▶ _PROBLEM TO SOLVE_: Find the line holding "Target: black tyre" in the entries below. Give it again exactly, along with every line after it up to and including the line holding "Target: boy's arm".

▶ _SOURCE INFORMATION_:
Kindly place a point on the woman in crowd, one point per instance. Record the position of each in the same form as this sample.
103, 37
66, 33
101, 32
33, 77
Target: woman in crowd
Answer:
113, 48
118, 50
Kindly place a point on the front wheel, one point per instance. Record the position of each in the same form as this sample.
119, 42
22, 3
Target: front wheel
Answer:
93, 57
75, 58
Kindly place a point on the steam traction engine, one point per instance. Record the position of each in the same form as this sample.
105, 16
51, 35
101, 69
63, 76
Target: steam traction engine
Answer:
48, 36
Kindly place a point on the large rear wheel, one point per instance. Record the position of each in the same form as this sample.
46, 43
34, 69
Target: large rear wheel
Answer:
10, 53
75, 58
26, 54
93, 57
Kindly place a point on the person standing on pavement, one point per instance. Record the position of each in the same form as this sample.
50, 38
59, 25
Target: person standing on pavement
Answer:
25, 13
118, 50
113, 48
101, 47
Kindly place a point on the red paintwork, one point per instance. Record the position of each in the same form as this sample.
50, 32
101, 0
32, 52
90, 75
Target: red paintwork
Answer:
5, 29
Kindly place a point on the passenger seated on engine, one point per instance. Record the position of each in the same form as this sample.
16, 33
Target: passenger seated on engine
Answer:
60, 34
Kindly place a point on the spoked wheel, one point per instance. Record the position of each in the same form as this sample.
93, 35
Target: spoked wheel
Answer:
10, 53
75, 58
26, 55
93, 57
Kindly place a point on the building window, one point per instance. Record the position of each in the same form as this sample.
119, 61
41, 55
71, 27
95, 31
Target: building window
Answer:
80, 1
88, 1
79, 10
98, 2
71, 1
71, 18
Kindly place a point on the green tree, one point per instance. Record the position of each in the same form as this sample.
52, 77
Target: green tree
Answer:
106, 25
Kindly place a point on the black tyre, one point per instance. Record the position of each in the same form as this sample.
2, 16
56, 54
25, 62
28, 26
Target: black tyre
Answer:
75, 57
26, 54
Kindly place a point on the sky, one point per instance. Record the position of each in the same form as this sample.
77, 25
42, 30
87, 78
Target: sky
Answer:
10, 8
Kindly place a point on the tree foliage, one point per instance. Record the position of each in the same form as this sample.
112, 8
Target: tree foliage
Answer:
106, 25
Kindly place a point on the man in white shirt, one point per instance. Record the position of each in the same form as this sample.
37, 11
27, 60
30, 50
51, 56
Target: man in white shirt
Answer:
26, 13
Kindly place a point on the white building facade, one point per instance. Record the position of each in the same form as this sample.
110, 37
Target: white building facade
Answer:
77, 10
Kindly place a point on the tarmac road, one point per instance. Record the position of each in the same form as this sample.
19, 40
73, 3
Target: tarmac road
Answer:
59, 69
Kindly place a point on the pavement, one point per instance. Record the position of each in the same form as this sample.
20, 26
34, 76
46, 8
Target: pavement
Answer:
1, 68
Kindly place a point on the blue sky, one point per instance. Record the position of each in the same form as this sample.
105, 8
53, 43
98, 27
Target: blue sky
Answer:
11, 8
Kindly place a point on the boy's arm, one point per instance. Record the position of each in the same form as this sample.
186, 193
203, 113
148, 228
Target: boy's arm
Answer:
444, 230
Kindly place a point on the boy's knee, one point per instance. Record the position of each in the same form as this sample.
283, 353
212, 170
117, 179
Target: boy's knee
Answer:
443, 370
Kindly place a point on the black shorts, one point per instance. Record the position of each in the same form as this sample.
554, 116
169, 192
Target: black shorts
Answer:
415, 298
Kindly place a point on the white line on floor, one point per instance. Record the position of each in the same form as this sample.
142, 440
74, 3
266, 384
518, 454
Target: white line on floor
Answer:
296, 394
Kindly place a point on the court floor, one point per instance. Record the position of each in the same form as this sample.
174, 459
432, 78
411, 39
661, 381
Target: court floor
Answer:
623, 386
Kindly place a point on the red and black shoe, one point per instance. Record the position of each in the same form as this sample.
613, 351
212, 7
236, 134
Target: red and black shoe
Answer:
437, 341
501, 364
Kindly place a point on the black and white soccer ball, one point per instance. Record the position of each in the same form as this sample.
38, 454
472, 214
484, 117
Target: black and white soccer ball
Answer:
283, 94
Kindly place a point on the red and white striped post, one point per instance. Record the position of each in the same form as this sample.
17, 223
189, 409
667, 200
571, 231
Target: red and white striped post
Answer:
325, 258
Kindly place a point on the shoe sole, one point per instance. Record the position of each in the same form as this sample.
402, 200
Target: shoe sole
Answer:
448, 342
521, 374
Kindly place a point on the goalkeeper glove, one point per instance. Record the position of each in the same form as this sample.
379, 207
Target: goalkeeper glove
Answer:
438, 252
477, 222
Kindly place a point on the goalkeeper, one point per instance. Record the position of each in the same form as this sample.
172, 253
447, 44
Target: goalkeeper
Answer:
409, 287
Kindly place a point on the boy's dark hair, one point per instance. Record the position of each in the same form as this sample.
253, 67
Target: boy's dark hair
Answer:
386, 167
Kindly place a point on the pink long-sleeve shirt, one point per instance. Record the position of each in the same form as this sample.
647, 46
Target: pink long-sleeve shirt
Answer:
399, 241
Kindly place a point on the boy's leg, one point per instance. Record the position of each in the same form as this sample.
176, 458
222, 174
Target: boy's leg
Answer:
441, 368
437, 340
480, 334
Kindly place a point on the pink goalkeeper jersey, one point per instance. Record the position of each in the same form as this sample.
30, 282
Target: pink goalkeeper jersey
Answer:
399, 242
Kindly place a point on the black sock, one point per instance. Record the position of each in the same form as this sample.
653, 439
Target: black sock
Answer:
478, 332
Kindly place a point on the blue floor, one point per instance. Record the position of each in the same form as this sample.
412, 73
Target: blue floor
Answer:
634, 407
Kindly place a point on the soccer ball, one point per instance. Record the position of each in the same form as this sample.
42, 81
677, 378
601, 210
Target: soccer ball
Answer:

▶ _TASK RESPONSE_:
Target: black tyre
Answer:
75, 57
26, 54
Kindly place a point on the sky, one point per instance. Record the position of each in the same form as this sample.
77, 25
42, 30
87, 78
Target: sky
Answer:
10, 8
Kindly place a point on the tree foliage, one point per instance. Record the position of each in the same form as this sample.
112, 8
Target: tree foliage
Answer:
106, 25
Kindly place a point on the man in white shirt, one point per instance. Record the position of each in the same form as this sample.
37, 11
27, 60
30, 50
51, 56
Target: man in white shirt
Answer:
26, 13
Kindly place a point on the white building facade, one point per instance. Record the position of each in the same form as this sample.
110, 37
Target: white building facade
Answer:
77, 10
Kindly place a point on the tarmac road, one point per instance. Record the position of each in the same form as this sample.
19, 40
73, 3
Target: tarmac road
Answer:
59, 69
Kindly place a point on the pavement, one point per instance. Record the position of each in the same form as this sample.
20, 26
34, 76
46, 8
Target: pavement
Answer:
1, 68
Kindly place a point on the blue sky, one point per instance. Record the position of each in the same form as this sample.
105, 8
53, 43
98, 27
Target: blue sky
Answer:
11, 8
Kindly place a point on the boy's arm, one point per instance. Record the position of each in the same form as this sample.
186, 193
203, 113
148, 228
Target: boy's arm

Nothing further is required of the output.